DATA FOR THE TASK START

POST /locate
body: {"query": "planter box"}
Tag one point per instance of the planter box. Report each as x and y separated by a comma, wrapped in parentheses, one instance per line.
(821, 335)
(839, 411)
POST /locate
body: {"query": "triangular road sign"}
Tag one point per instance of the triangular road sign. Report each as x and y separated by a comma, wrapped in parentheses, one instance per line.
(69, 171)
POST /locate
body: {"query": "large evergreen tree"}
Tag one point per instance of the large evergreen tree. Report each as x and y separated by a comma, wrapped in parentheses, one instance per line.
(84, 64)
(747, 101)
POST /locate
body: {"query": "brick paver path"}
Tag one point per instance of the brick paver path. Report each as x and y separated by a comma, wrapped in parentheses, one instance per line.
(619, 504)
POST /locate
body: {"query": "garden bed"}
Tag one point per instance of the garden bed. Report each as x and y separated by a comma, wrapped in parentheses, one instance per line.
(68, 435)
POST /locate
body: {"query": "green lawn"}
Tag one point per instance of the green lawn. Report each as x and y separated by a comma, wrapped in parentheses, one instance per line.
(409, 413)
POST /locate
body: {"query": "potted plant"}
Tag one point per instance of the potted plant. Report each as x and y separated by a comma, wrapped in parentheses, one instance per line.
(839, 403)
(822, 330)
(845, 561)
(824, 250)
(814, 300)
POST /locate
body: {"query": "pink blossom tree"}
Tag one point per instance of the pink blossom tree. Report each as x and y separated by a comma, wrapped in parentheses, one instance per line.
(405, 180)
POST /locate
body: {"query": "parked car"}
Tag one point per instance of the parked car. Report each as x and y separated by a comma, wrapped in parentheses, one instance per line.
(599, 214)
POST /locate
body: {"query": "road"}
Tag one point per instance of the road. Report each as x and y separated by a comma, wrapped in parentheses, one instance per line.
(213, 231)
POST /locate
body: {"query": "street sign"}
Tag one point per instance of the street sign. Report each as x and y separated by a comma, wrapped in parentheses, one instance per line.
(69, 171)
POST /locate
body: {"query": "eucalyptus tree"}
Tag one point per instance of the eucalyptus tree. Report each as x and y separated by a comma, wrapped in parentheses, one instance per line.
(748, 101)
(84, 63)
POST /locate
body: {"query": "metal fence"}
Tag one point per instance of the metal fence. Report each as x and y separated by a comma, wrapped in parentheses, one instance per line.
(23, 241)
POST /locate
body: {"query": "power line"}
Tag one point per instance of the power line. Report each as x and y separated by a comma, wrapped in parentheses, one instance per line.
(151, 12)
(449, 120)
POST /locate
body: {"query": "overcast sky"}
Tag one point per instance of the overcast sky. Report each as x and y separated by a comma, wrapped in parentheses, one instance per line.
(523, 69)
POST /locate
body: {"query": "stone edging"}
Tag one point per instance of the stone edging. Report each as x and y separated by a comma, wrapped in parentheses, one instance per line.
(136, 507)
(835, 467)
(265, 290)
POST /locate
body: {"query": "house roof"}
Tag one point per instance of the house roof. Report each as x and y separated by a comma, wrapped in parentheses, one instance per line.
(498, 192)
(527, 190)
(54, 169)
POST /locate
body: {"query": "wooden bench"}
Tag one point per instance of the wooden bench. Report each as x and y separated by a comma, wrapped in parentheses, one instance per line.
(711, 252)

DATA FOR THE TASK END

◆ WHAT TO PRODUCE: Reproduce all the entries above. Match them exactly.

◆ ANSWER BELOW:
POST /locate
body: {"query": "planter box"}
Tag one point per instance of the planter box. Report each as x and y separated by a comma, wrapped in parentheses, one instance per line.
(821, 335)
(839, 411)
POST /locate
body: {"query": "triangular road sign"}
Tag one point per instance of the triangular road sign. Report each as x and y separated by a comma, wrapped in parentheses, one instance per line.
(69, 171)
POST /locate
body: {"query": "large evergreen tree"}
Tag one point per instance of the large evergreen tree. Report each as x and y separated by a comma, wrapped in parentheses, one instance per line.
(84, 64)
(747, 101)
POST /locate
body: {"query": "brick paver path"}
Tag one point per instance of the brick paver path. Report each as x and y separated by a comma, wrapped in parentheses, one instance per line.
(619, 504)
POST /locate
body: {"query": "garden bed"}
Tag one point per instance of the garden bed. Report each as x and y separated by a comma, wrapped in parentheses, one instance per line.
(68, 435)
POST /locate
body: {"query": "green lawn"}
Tag one point per instance of the green lawn. Report each as x and y separated by a comma, wrapped in parentheses, one instance per line.
(409, 413)
POST /locate
body: {"query": "potted plant"}
Tag one point per instance of the potted plant. Report each as x and y separated by a comma, wrapped in parentheses, one instance per line.
(839, 403)
(822, 330)
(845, 561)
(824, 250)
(814, 300)
POST /locate
body: {"query": "pink blossom tree"}
Tag one point per instance of the pink blossom tree. Report each as x and y separated by a comma, wrapped in parentheses, one instance per line.
(405, 180)
POST /locate
body: {"query": "parked car"}
Tag one point per instance of the parked car. Report each as x and y separated by a comma, wrapped in parentheses, one instance per line.
(599, 214)
POST /locate
body: {"query": "road"}
Tag one point per instance of the road. Report each as x and y separated by a comma, wrapped in parentheses, one instance per line.
(213, 231)
POST /locate
body: {"query": "street sign"}
Tag one point per instance of the street sign. Report each as x and y separated by a comma, wrapped in parentheses, one instance per line.
(69, 171)
POST /locate
body: {"query": "eucalyptus tree"}
Tag one point per instance of the eucalyptus tree. Report each as x and y separated by a comma, wrapped in parentheses, one instance per line.
(748, 101)
(84, 63)
POST /locate
body: {"query": "metal fence"}
Tag one point per instance of the metal fence. Report each as x and y separated by a comma, wrapped in parentheses, one instance per line.
(23, 241)
POST /locate
body: {"query": "power line"}
Tag one point per instance of the power line. Report each as x and y separated by a comma, wrapped in parentheses, one instance per line.
(151, 12)
(449, 120)
POST /locate
body: {"query": "overcast sky"}
Tag one point per instance of the overcast sky. Report each as x and y separated by a comma, wrapped in parentheses, one instance per line.
(523, 69)
POST /locate
body: {"query": "stone edging"}
Tag one point per instance of the stone edging. Report each as x and y separated by a comma, wrapped in parentheses, one instance per line.
(136, 507)
(835, 467)
(265, 290)
POST /locate
body: {"query": "house roof"}
Tag one point per instance of the house roof. Report each as x and y separated by a comma, wrapped in parentheses, one instance per line.
(498, 192)
(527, 190)
(54, 169)
POST /locate
body: {"query": "wooden bench"}
Tag one point per instance of the wooden bench. Report each as x and y separated by a comma, wrapped in parentheses, one instance per line.
(711, 252)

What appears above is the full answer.